[Region pointing data]
++++++
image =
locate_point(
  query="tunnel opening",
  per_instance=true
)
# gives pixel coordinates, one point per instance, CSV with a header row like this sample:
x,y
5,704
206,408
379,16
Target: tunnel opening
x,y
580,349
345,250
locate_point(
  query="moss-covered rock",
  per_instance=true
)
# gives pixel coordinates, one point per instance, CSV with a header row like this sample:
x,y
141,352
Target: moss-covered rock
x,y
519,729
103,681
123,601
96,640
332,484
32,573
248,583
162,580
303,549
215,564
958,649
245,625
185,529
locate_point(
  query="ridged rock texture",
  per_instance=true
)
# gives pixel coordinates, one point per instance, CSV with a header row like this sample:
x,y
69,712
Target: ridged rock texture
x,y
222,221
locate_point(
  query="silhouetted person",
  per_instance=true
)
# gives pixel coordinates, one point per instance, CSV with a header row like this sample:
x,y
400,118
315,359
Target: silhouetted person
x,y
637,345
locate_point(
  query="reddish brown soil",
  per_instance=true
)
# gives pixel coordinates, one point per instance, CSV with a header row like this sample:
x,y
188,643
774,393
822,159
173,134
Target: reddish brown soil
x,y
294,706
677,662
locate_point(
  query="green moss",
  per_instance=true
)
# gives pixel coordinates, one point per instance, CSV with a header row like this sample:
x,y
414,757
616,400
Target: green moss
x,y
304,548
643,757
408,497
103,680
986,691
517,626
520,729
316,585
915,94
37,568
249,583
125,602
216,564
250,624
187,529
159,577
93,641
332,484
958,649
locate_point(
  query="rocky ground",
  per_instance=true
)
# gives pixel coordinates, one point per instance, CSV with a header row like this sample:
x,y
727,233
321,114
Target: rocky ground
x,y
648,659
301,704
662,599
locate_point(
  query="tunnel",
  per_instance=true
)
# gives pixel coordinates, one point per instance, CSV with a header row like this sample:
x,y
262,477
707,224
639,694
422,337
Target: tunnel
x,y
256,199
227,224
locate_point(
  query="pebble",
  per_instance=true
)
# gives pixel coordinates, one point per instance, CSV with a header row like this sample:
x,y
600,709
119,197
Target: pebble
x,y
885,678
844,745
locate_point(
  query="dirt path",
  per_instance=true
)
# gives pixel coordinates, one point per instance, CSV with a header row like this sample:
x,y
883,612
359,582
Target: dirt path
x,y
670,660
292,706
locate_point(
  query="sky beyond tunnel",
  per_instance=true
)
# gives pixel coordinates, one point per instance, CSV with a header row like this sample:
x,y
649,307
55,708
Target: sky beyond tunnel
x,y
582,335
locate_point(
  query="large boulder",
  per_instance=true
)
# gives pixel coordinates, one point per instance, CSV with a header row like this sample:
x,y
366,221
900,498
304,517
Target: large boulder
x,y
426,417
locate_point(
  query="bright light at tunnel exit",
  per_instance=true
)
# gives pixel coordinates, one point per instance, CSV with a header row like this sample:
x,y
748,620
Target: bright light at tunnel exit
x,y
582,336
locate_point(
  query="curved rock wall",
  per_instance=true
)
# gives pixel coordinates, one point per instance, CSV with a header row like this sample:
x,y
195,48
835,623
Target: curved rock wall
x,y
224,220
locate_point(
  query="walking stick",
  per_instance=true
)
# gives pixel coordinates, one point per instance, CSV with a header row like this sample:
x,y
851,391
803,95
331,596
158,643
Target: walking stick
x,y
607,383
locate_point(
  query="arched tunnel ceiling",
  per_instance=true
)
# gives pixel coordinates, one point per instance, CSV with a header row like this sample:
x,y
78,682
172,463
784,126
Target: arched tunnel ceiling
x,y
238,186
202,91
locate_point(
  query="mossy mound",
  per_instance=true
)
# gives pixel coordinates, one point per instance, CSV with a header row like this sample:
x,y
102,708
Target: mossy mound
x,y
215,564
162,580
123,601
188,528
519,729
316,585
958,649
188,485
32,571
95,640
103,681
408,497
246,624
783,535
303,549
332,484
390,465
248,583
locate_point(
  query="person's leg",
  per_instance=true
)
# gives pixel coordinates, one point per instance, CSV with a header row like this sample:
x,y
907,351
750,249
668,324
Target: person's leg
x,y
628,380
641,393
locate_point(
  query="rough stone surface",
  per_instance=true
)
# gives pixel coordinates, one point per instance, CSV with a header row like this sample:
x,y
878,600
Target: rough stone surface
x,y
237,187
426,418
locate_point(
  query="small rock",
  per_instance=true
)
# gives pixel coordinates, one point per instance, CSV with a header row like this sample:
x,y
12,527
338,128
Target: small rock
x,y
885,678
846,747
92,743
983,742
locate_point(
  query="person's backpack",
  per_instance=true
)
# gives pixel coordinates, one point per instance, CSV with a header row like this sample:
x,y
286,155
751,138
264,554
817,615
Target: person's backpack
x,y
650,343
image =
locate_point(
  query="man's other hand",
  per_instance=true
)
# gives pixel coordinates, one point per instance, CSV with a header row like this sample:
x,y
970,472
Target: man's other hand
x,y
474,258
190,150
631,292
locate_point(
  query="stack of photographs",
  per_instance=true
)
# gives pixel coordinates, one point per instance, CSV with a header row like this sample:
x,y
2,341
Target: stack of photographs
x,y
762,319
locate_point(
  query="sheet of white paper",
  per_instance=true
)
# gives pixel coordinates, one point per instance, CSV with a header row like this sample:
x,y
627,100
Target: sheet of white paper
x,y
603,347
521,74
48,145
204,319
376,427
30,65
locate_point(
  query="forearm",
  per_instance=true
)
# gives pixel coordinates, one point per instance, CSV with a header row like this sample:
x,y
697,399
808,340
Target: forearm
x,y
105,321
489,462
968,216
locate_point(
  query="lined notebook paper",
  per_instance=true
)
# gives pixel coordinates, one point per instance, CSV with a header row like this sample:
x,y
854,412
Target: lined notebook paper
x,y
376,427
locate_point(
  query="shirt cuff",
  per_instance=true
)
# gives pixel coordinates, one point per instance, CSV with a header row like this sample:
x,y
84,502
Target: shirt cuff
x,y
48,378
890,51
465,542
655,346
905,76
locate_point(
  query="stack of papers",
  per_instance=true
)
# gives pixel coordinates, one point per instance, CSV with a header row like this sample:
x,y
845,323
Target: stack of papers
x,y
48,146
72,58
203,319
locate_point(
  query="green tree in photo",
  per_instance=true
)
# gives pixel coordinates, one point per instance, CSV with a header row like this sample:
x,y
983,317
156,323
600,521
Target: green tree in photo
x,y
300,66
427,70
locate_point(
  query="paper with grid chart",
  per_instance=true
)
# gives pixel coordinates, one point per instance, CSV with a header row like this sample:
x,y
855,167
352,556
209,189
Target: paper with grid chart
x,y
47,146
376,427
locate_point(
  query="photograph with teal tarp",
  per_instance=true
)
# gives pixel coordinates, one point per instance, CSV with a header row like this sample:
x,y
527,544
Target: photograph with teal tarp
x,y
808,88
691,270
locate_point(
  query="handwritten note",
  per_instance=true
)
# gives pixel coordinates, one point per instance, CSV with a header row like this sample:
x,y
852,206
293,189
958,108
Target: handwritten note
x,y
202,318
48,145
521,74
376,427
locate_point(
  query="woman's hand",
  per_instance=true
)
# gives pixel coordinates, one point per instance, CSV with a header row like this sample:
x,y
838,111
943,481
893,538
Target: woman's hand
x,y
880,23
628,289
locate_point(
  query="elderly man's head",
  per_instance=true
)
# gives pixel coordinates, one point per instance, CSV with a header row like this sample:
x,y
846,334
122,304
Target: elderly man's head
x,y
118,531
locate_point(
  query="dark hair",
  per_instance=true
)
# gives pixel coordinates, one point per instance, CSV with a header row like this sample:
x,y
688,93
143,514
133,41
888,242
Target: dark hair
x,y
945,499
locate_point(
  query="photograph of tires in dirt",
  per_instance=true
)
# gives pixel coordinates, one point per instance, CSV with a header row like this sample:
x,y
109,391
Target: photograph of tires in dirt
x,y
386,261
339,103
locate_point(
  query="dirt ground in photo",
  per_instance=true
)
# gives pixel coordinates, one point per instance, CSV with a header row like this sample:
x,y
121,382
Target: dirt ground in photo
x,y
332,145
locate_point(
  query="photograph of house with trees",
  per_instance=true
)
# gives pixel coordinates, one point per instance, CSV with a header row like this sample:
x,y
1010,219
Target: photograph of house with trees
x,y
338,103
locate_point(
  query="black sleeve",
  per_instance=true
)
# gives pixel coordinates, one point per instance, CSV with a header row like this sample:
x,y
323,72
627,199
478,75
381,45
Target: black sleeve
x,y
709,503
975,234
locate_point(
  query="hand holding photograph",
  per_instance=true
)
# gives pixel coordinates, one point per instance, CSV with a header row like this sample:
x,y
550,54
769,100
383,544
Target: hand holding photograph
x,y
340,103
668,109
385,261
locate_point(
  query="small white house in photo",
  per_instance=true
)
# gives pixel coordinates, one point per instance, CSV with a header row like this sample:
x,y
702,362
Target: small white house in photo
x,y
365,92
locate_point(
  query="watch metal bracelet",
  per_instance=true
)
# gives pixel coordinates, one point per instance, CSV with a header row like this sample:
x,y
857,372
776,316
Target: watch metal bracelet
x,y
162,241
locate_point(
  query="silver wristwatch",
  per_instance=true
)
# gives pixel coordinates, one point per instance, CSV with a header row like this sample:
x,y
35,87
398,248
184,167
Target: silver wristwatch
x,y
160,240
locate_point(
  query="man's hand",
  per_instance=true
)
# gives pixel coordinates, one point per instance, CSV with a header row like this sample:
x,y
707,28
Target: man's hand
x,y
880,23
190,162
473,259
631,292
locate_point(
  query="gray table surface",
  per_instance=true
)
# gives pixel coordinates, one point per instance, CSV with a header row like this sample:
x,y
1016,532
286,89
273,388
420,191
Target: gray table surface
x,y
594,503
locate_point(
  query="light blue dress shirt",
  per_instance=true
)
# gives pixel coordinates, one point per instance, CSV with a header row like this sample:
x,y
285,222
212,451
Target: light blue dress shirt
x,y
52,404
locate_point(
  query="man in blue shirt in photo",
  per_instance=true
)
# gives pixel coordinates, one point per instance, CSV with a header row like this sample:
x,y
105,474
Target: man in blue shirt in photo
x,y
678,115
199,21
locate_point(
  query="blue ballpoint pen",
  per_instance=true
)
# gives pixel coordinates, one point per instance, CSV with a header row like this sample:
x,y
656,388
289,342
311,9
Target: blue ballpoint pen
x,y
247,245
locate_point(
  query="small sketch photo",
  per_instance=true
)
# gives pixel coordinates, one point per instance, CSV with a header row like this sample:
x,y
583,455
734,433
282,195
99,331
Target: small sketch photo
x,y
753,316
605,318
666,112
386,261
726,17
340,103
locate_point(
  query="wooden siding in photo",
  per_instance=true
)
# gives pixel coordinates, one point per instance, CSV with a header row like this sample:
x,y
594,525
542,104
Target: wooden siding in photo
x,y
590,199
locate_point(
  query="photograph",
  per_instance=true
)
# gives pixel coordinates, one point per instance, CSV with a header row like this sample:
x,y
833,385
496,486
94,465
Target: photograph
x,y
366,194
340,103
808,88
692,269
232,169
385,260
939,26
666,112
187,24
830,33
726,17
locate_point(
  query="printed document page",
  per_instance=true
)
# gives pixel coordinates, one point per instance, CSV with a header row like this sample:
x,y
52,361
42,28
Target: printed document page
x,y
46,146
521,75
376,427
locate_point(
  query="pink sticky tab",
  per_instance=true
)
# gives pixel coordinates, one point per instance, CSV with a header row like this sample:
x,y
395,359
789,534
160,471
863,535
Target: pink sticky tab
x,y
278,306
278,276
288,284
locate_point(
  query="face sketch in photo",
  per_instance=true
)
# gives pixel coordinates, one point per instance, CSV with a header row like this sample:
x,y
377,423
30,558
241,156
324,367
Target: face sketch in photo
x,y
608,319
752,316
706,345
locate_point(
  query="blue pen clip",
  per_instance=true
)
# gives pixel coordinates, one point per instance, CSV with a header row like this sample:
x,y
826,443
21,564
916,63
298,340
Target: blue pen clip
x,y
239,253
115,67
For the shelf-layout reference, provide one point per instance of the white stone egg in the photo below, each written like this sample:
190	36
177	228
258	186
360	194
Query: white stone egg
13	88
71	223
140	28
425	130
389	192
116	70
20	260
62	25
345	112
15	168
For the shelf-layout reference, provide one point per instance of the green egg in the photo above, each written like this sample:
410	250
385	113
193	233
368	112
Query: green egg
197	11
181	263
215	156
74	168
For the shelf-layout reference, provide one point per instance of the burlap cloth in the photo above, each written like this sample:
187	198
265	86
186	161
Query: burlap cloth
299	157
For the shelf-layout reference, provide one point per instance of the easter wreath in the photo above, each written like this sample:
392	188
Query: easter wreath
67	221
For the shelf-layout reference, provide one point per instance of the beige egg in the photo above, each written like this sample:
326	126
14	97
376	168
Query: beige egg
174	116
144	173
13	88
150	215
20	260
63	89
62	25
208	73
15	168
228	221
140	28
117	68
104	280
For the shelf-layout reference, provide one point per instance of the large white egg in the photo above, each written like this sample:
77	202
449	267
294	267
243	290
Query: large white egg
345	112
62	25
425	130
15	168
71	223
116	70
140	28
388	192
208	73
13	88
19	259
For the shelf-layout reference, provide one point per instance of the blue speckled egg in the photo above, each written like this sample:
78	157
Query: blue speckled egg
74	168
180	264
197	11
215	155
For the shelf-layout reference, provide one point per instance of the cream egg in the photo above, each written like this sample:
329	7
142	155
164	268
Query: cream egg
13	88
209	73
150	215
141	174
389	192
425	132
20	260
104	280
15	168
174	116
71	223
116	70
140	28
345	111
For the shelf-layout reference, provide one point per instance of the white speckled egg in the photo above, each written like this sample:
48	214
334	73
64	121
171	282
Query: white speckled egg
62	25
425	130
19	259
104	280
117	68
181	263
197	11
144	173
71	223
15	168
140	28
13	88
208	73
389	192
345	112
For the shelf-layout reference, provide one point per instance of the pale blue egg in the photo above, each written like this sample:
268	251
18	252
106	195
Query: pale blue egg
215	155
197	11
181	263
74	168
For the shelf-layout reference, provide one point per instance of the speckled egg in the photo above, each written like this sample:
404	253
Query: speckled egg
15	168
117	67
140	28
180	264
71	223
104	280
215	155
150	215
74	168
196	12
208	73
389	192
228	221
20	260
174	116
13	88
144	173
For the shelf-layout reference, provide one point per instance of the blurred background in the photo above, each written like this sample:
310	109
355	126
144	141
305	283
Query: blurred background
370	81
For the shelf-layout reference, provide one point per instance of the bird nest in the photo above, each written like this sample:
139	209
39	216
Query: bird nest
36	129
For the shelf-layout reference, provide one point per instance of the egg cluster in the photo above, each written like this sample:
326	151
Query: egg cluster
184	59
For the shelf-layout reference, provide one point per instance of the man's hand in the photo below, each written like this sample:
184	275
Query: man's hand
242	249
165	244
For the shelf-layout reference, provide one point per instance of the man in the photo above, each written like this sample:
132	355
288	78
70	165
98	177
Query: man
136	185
++++++
# [ASSIGNED TASK]
List the lines of the entries that include "below".

# [YOUR RESPONSE]
For the shelf-layout reference, provide one point per instance of the white stone egg in the photo below, each written like this sample:
For the shelf-layout reference, provide one point per instance of the man's hand in the photo below, each written like this sample:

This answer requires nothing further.